# Information provided:
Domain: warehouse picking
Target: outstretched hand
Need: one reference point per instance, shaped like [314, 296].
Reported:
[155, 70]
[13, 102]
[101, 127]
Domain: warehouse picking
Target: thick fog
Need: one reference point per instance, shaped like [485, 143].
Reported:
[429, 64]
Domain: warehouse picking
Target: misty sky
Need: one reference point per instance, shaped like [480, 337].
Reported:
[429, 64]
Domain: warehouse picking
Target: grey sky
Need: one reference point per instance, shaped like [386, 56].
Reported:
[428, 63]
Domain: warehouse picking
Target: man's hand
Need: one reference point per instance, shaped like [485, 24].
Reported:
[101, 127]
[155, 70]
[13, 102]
--
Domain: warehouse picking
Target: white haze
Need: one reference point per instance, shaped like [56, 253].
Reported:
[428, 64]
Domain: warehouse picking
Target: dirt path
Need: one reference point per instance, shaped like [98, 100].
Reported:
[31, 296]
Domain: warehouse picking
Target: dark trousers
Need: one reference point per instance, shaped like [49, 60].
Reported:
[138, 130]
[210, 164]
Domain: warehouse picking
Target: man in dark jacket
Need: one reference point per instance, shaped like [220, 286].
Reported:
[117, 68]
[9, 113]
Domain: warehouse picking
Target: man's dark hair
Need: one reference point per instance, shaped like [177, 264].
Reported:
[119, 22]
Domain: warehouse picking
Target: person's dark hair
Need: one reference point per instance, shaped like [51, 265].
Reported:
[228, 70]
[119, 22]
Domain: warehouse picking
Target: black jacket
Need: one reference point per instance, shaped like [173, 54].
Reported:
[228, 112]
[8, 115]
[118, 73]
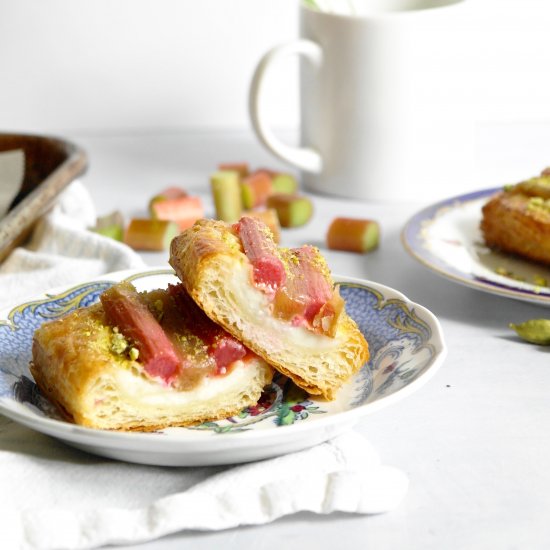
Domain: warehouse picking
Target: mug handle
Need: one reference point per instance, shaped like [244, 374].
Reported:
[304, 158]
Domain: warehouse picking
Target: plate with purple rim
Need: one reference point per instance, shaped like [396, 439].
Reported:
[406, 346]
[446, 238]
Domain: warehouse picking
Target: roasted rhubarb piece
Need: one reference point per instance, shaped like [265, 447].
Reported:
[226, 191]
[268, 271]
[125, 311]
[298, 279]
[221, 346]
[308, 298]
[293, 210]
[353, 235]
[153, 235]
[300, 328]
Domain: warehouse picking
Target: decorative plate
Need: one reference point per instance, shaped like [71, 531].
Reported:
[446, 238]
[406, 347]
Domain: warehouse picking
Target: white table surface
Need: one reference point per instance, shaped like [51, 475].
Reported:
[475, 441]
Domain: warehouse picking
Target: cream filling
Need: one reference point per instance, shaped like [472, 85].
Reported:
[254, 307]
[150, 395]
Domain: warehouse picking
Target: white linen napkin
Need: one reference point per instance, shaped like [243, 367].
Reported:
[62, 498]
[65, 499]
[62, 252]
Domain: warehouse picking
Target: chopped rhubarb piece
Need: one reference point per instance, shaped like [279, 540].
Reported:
...
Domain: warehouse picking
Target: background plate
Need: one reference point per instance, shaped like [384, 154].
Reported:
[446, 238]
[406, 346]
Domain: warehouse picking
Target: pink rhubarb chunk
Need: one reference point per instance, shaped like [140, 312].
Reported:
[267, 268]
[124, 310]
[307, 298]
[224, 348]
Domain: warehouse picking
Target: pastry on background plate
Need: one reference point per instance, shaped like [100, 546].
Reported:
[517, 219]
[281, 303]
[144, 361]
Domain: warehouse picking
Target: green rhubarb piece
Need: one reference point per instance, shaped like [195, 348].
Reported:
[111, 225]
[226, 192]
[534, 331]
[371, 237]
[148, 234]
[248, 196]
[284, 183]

# Task goal:
Return every line from the entries above that contains the word "white", matching case exactly.

# Written solution:
Target: white haze
Target: white table surface
Target: white linen napkin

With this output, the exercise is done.